Description of the task :: Would you restate each entry word for word, omitting the pictures?
Start of Given data
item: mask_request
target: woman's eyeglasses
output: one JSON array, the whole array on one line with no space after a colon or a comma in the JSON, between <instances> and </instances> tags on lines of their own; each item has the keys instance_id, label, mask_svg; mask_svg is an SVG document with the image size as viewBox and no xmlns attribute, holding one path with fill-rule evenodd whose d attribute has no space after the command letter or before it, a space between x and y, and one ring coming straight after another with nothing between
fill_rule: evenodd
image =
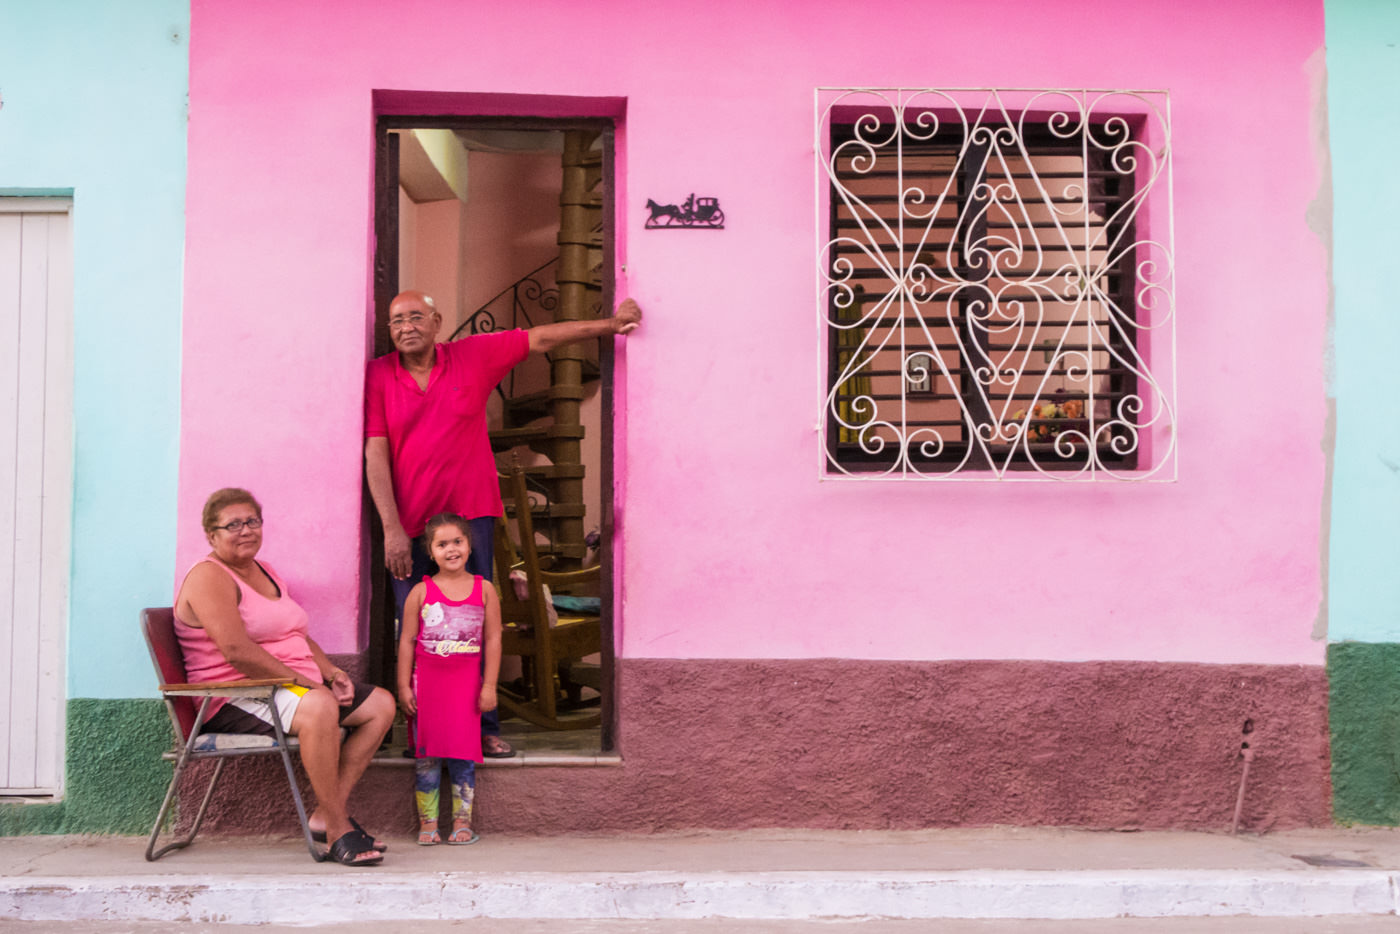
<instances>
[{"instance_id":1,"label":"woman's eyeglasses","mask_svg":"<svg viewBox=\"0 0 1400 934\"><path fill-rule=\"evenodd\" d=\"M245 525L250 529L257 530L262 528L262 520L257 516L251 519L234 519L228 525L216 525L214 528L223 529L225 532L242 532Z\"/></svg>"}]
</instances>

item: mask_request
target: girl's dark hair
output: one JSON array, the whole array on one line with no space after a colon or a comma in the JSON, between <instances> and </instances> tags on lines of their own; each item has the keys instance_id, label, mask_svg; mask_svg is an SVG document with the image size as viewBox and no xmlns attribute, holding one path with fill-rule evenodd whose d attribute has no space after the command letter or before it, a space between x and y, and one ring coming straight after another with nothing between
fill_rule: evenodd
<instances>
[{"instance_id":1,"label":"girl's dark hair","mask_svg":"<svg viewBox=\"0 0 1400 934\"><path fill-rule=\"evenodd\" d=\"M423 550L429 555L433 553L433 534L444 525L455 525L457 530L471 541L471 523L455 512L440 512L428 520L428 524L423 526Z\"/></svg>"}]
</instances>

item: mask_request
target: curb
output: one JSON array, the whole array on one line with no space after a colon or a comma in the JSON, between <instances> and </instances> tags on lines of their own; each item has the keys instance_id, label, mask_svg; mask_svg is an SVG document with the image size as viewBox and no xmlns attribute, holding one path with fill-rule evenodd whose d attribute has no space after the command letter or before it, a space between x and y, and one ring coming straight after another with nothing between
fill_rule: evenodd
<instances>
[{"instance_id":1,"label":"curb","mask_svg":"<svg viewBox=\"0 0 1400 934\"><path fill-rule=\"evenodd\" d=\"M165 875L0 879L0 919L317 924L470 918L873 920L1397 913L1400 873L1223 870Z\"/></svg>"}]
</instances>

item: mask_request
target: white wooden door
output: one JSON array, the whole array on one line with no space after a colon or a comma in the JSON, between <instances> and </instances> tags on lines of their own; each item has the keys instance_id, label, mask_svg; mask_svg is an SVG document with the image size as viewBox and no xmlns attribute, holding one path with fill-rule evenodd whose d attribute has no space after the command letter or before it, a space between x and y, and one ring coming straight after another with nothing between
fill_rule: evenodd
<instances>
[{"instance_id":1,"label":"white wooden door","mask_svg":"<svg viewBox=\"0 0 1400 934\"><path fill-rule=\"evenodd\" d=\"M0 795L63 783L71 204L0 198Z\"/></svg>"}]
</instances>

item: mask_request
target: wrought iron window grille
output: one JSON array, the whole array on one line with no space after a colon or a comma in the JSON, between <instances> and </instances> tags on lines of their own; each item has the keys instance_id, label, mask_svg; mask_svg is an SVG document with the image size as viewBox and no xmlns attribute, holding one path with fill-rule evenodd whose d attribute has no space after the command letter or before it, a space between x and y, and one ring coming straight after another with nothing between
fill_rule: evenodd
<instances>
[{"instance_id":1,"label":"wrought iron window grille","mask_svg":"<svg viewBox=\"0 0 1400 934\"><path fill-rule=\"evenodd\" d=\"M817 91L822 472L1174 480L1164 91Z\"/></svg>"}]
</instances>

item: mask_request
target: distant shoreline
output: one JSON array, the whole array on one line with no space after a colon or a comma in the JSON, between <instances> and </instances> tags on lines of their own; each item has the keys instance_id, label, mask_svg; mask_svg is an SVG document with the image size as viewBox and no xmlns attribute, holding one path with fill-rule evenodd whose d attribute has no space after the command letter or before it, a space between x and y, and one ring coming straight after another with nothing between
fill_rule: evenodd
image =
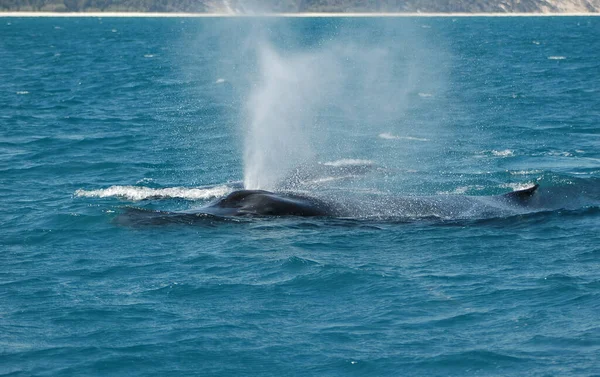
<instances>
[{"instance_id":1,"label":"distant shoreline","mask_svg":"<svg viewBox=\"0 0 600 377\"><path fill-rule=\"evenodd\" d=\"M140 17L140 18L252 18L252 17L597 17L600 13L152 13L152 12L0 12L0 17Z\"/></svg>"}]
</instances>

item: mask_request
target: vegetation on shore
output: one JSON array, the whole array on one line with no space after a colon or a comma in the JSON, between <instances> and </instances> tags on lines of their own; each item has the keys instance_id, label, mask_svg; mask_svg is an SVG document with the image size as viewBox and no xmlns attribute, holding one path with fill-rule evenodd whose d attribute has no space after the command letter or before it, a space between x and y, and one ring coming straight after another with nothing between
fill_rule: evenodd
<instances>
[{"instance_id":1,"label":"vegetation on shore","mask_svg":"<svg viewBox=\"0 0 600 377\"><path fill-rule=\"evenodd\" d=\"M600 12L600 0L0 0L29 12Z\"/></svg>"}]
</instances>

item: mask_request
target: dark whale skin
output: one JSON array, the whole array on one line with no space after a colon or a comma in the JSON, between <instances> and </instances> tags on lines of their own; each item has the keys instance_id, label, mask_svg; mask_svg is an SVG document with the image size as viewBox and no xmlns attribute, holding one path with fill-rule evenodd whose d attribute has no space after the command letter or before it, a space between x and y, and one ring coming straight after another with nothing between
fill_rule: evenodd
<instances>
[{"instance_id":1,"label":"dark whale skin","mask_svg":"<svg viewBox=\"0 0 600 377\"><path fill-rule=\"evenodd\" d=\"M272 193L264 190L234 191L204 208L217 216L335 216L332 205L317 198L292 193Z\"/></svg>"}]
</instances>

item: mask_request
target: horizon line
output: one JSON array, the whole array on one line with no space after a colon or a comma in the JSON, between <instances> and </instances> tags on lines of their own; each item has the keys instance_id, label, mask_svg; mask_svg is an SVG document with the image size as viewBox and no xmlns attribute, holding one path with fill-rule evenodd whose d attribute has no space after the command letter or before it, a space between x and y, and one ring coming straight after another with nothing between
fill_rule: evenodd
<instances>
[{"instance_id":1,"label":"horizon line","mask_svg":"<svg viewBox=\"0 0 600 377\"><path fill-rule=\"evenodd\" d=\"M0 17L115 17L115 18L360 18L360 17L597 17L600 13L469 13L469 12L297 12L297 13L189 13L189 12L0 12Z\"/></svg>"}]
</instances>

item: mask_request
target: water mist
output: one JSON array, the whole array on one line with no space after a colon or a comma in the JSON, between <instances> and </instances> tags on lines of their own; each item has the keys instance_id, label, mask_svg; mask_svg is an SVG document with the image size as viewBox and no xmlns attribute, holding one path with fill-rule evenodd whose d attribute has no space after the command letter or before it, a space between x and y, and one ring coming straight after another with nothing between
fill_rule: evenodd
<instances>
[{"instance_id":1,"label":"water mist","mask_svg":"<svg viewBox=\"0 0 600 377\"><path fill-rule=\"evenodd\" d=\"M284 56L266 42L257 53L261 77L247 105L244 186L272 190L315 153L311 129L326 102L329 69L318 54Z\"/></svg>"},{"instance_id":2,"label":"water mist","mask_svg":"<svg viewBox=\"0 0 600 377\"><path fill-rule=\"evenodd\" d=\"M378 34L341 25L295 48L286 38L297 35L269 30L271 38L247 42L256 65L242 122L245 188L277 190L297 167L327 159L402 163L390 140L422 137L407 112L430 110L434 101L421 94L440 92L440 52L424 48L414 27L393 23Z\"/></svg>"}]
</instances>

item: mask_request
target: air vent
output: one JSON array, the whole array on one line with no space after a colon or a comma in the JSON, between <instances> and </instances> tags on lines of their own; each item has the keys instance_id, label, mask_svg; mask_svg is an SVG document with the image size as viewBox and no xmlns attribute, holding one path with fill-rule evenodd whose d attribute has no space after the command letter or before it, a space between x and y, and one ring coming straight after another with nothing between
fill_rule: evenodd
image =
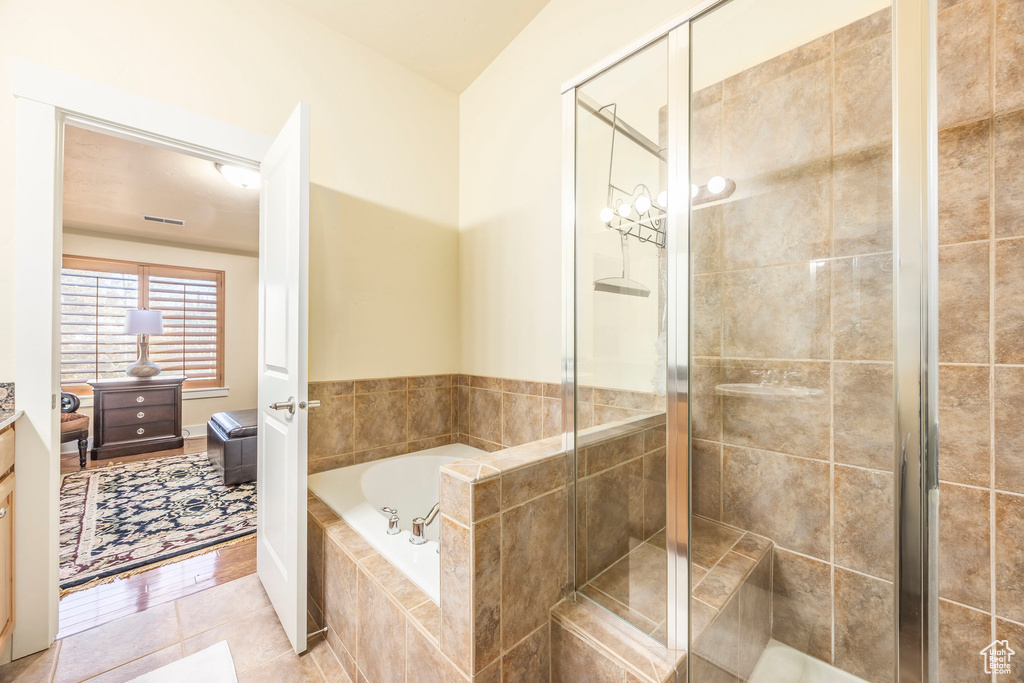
End of Given data
Exercise answer ::
item: mask_request
target: woman's eyeglasses
output: one JSON array, the whole array on one line with no space after a colon or a comma in the JSON, between <instances> and </instances> tags on lines of their own; each item has the keys instance_id, label, mask_svg; mask_svg is an SVG document with the image size as viewBox and no xmlns attribute, holding one path with fill-rule evenodd whose d attribute has no space after the command letter or before it, a space between x and y, and one ring coming straight after another with nothing between
fill_rule: evenodd
image =
<instances>
[{"instance_id":1,"label":"woman's eyeglasses","mask_svg":"<svg viewBox=\"0 0 1400 934\"><path fill-rule=\"evenodd\" d=\"M245 525L250 529L257 530L262 528L262 520L257 516L251 519L234 519L228 525L216 525L214 528L223 529L225 532L242 532Z\"/></svg>"}]
</instances>

item: mask_request
target: girl's dark hair
output: one JSON array, the whole array on one line with no space after a colon or a comma in the JSON, between <instances> and </instances> tags on lines of their own; each item has the keys instance_id, label, mask_svg; mask_svg is an SVG document with the image size as viewBox and no xmlns attribute, holding one path with fill-rule evenodd whose d attribute has no space after the command letter or before it, a space between x and y, and one ring coming straight after another with nothing between
fill_rule: evenodd
<instances>
[{"instance_id":1,"label":"girl's dark hair","mask_svg":"<svg viewBox=\"0 0 1400 934\"><path fill-rule=\"evenodd\" d=\"M423 550L429 555L433 553L433 534L444 525L455 525L457 530L471 541L471 523L455 512L440 512L428 520L428 524L423 526Z\"/></svg>"}]
</instances>

item: mask_request
target: curb
output: one JSON array, the whole array on one line with no space after a colon or a comma in the JSON, between <instances> and </instances> tags on lines of their own; each item has the keys instance_id, label, mask_svg; mask_svg is an SVG document with the image size as viewBox and no xmlns attribute, holding one path with fill-rule evenodd whose d attribute has no space after the command letter or before it, a space between x and y, and one ring coming straight after another with nothing between
fill_rule: evenodd
<instances>
[{"instance_id":1,"label":"curb","mask_svg":"<svg viewBox=\"0 0 1400 934\"><path fill-rule=\"evenodd\" d=\"M165 875L0 879L0 919L317 924L470 918L873 920L1397 913L1400 873L1223 870Z\"/></svg>"}]
</instances>

item: mask_request
target: white wooden door
output: one JSON array, the whole array on one line with no space after a colon or a comma in the JSON, between <instances> and </instances> tags on lines of their own; each item has the keys instance_id, label, mask_svg; mask_svg is an SVG document with the image size as viewBox and no xmlns attribute, holding one path with fill-rule evenodd whose d attribute has no space after the command letter or before it, a space between x and y, and one ring coming straight after another with nothing between
fill_rule: evenodd
<instances>
[{"instance_id":1,"label":"white wooden door","mask_svg":"<svg viewBox=\"0 0 1400 934\"><path fill-rule=\"evenodd\" d=\"M0 795L63 783L71 204L0 198Z\"/></svg>"}]
</instances>

item: mask_request
target: wrought iron window grille
output: one JSON array, the whole array on one line with no space after a colon or a comma in the JSON, between <instances> and </instances> tags on lines of their own; each item has the keys instance_id, label, mask_svg; mask_svg is an SVG document with the image size as viewBox and no xmlns attribute, holding one path with fill-rule evenodd whose d attribute has no space after the command letter or before it, a space between x and y, and one ring coming straight after another with nothing between
fill_rule: evenodd
<instances>
[{"instance_id":1,"label":"wrought iron window grille","mask_svg":"<svg viewBox=\"0 0 1400 934\"><path fill-rule=\"evenodd\" d=\"M817 91L822 472L1174 480L1164 91Z\"/></svg>"}]
</instances>

item: mask_request
target: distant shoreline
output: one JSON array, the whole array on one line with no space after a colon or a comma in the JSON, between <instances> and </instances> tags on lines of their own; each item has the keys instance_id, label, mask_svg; mask_svg is an SVG document with the image size as viewBox and no xmlns attribute, holding one path with fill-rule evenodd whose d attribute has no space after the command letter or before it, a space between x and y, and one ring coming straight after another with nothing between
fill_rule: evenodd
image =
<instances>
[{"instance_id":1,"label":"distant shoreline","mask_svg":"<svg viewBox=\"0 0 600 377\"><path fill-rule=\"evenodd\" d=\"M140 17L140 18L252 18L252 17L597 17L600 13L152 13L152 12L0 12L0 17Z\"/></svg>"}]
</instances>

item: mask_request
target: vegetation on shore
output: one JSON array, the whole array on one line with no space after a colon or a comma in the JSON, between <instances> and </instances> tags on lines of their own; each item has the keys instance_id, label, mask_svg; mask_svg is an SVG document with the image size as viewBox and no xmlns attribute, holding one path with fill-rule evenodd whose d attribute has no space after the command letter or before it, a space between x and y, and one ring coming straight after another with nothing between
fill_rule: evenodd
<instances>
[{"instance_id":1,"label":"vegetation on shore","mask_svg":"<svg viewBox=\"0 0 600 377\"><path fill-rule=\"evenodd\" d=\"M600 12L600 0L0 0L29 12Z\"/></svg>"}]
</instances>

item: mask_request
target: dark whale skin
output: one JSON array, the whole array on one line with no space after a colon or a comma in the JSON, between <instances> and </instances> tags on lines of their own; each item has the keys instance_id, label, mask_svg; mask_svg is an SVG document with the image size as viewBox and no xmlns attribute, holding one path with fill-rule evenodd whose d attribute has no space after the command letter or before it, a space between x and y, and one ring coming straight after another with nothing between
fill_rule: evenodd
<instances>
[{"instance_id":1,"label":"dark whale skin","mask_svg":"<svg viewBox=\"0 0 600 377\"><path fill-rule=\"evenodd\" d=\"M272 193L264 190L234 191L204 208L217 216L335 216L332 205L317 198L292 193Z\"/></svg>"}]
</instances>

item: mask_request
target: horizon line
output: one JSON array, the whole array on one line with no space after a colon or a comma in the JSON, between <instances> and </instances> tags on lines of their own; each item has the keys instance_id, label, mask_svg; mask_svg is an SVG document with the image size as viewBox and no xmlns attribute, holding one path with fill-rule evenodd whose d attribute has no space after the command letter or before it, a space between x and y, and one ring coming straight after another with nothing between
fill_rule: evenodd
<instances>
[{"instance_id":1,"label":"horizon line","mask_svg":"<svg viewBox=\"0 0 600 377\"><path fill-rule=\"evenodd\" d=\"M0 17L115 17L115 18L360 18L360 17L597 17L600 13L469 13L469 12L297 12L297 13L189 13L189 12L0 12Z\"/></svg>"}]
</instances>

item: mask_request
target: water mist
output: one JSON array, the whole array on one line with no space after a colon or a comma in the JSON, between <instances> and </instances> tags on lines of their own; each item has the keys instance_id, label, mask_svg; mask_svg is an SVG document with the image size as viewBox and no xmlns attribute, holding one path with fill-rule evenodd whose d attribute has no space after the command letter or before it, a space between x and y, and one ring coming straight after another with nothing between
fill_rule: evenodd
<instances>
[{"instance_id":1,"label":"water mist","mask_svg":"<svg viewBox=\"0 0 600 377\"><path fill-rule=\"evenodd\" d=\"M284 56L266 42L257 53L261 77L247 105L244 186L272 190L315 153L311 129L326 102L329 69L318 54Z\"/></svg>"},{"instance_id":2,"label":"water mist","mask_svg":"<svg viewBox=\"0 0 600 377\"><path fill-rule=\"evenodd\" d=\"M378 34L341 25L295 48L286 38L297 35L269 30L271 38L247 42L256 65L242 122L245 188L277 190L297 167L327 159L402 163L390 140L422 137L407 112L430 110L434 101L421 94L440 92L440 52L424 48L414 27L393 23Z\"/></svg>"}]
</instances>

item: mask_request
target: air vent
output: one JSON array, the whole array on one line with no space after a colon or a comma in the JSON, between <instances> and </instances> tags on lines of their own; each item has the keys instance_id, label, mask_svg; mask_svg is an SVG document with the image size as viewBox and no xmlns attribute, holding one path with fill-rule evenodd whose d attribute has no space after the command letter or before it, a space between x and y, and one ring coming straight after another with nothing between
fill_rule: evenodd
image =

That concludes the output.